#### [Records provided]
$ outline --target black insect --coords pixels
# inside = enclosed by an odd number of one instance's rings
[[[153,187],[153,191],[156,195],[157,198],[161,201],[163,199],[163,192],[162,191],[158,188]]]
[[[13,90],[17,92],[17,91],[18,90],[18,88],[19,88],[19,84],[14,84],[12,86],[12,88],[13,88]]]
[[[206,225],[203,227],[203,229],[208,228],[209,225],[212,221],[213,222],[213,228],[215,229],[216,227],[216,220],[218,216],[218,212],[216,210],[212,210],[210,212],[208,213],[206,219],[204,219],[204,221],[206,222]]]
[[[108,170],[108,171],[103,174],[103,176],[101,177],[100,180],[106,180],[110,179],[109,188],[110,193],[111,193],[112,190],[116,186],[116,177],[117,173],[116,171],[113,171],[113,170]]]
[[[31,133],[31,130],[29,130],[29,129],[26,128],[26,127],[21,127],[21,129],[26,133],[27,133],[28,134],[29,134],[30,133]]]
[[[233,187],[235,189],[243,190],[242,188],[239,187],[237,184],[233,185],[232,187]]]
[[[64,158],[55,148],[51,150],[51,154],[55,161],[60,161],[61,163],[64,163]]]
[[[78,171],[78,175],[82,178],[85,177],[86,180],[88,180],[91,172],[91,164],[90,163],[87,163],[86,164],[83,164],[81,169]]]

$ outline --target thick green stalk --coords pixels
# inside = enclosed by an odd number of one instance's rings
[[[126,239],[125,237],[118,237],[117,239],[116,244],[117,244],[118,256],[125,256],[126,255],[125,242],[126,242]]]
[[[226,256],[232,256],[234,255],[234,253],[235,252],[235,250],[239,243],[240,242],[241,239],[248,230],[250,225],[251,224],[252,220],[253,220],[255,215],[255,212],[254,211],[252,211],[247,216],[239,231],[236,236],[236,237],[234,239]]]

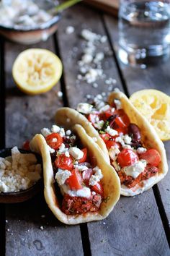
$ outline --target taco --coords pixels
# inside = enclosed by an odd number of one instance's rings
[[[66,116],[86,129],[88,119],[97,143],[116,170],[121,182],[121,195],[133,196],[148,190],[162,179],[168,171],[163,142],[153,127],[131,104],[125,95],[112,93],[108,102],[101,95],[92,104],[79,103],[77,110],[58,110],[55,117]],[[85,119],[86,119],[85,121]],[[103,140],[104,145],[99,143]],[[107,151],[107,154],[106,154]]]
[[[120,198],[120,183],[96,143],[79,124],[42,133],[30,146],[42,155],[45,198],[55,217],[71,225],[106,218]]]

#### [Short task]
Copy every line of the material above verbatim, leaving out the picture.

#### [Written answer]
$ outline --target black insect --coords pixels
# inside = enclosed by an odd number of one instance's rings
[[[153,187],[153,191],[156,195],[157,198],[161,201],[163,199],[163,192],[162,191],[158,188]]]
[[[13,90],[17,92],[17,91],[18,90],[18,88],[19,88],[19,84],[14,84],[12,86],[12,88],[13,88]]]
[[[206,225],[203,227],[203,229],[208,228],[209,225],[212,221],[213,222],[213,228],[215,229],[216,227],[216,220],[218,216],[218,212],[216,210],[212,210],[210,212],[208,213],[206,219],[204,219],[204,221],[206,222]]]
[[[108,170],[108,171],[103,174],[103,176],[101,177],[100,180],[106,180],[110,179],[109,188],[110,193],[111,193],[112,190],[116,186],[116,177],[117,173],[116,171],[113,171],[113,170]]]
[[[31,133],[31,130],[29,130],[29,129],[26,128],[26,127],[21,127],[21,129],[26,133],[27,133],[28,134],[29,134],[30,133]]]
[[[233,187],[235,189],[243,190],[242,188],[239,187],[237,184],[233,185],[232,187]]]
[[[64,158],[55,148],[51,150],[51,154],[55,161],[60,161],[61,163],[64,163]]]
[[[78,171],[78,175],[82,178],[85,177],[86,180],[88,180],[91,172],[91,164],[90,163],[87,163],[86,164],[83,164],[81,169]]]

$ outline --target thick green stalk --coords pixels
# inside = enclosed by an odd number of one instance's rings
[[[126,239],[125,237],[118,237],[117,239],[116,244],[117,244],[118,256],[125,256],[126,255],[125,242],[126,242]]]
[[[226,256],[232,256],[234,255],[234,253],[235,252],[235,250],[239,243],[240,242],[241,239],[248,230],[250,225],[251,224],[252,220],[253,220],[255,215],[255,212],[254,211],[252,211],[247,216],[239,231],[236,236],[236,237],[234,239]]]

$ outline --target taco --coords pixels
# inside = enclosed by an odd number of one instance's rings
[[[66,116],[86,129],[88,119],[97,143],[116,170],[121,182],[121,195],[133,196],[148,190],[162,179],[168,171],[163,142],[153,127],[131,104],[125,95],[112,93],[108,102],[101,95],[92,104],[79,103],[77,110],[58,110],[55,117]],[[85,119],[86,119],[85,121]],[[103,140],[104,145],[99,143]],[[107,151],[107,154],[106,154]]]
[[[120,198],[120,183],[96,143],[79,124],[42,133],[30,146],[42,155],[45,198],[55,217],[71,225],[106,218]]]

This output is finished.